**WHAT IS EXPECTED**
Search the data for the string "sleeve" and extract every line where it appears.

(Source data)

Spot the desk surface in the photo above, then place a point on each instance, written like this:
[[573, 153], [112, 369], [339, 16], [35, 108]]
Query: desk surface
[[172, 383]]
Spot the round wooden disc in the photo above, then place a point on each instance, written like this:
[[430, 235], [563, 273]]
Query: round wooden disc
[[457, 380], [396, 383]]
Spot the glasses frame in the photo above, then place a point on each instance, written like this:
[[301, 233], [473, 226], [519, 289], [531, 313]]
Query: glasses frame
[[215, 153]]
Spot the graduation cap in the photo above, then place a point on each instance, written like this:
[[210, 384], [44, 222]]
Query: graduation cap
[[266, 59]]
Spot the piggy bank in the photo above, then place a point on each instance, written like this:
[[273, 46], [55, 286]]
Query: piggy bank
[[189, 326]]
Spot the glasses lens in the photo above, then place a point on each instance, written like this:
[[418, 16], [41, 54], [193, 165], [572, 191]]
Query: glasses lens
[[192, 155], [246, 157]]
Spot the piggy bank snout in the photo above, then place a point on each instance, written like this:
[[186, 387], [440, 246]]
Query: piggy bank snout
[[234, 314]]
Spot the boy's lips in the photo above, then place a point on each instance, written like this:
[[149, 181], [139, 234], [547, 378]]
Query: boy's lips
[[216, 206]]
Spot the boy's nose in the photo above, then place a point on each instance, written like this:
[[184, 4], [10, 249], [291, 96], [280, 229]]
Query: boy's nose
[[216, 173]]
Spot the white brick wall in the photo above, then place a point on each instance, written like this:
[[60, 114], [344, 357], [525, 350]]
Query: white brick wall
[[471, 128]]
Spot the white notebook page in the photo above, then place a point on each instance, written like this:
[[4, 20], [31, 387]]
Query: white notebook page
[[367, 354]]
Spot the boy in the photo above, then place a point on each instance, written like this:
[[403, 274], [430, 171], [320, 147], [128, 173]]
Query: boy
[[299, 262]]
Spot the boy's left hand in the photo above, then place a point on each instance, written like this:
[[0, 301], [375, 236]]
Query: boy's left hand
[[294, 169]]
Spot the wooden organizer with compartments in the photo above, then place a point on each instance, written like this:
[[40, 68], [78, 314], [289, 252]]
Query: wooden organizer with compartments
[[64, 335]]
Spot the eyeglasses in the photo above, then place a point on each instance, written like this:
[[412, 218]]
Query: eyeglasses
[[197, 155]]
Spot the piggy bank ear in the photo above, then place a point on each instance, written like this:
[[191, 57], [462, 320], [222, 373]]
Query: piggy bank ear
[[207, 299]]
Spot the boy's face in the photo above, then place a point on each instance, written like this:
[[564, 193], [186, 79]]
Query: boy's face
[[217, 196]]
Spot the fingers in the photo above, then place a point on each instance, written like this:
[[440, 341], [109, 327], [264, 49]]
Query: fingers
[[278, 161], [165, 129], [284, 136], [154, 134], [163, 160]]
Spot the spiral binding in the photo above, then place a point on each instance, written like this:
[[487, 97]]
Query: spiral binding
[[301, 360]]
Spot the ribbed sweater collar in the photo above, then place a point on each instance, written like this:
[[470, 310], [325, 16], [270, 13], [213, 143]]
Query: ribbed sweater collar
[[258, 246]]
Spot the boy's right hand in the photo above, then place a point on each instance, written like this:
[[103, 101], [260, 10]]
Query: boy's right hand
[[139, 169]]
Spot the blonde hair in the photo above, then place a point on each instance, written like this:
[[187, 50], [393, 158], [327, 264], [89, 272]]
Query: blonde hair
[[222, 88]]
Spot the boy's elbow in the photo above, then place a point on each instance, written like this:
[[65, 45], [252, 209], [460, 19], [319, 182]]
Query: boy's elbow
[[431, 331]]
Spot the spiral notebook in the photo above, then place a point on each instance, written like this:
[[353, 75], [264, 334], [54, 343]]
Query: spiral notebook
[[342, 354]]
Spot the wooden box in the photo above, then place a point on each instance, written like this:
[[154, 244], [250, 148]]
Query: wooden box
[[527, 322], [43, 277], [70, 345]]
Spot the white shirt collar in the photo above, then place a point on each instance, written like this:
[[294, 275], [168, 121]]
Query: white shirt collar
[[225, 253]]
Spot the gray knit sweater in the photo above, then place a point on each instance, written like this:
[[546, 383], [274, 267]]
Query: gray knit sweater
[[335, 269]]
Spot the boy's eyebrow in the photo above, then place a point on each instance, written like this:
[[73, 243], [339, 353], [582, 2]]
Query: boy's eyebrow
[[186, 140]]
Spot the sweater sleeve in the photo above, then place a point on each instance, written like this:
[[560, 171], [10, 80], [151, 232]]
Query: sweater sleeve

**RESULT**
Spot the sweater sleeve in the photo above, then place a point on each instance, written like this:
Query: sweater sleeve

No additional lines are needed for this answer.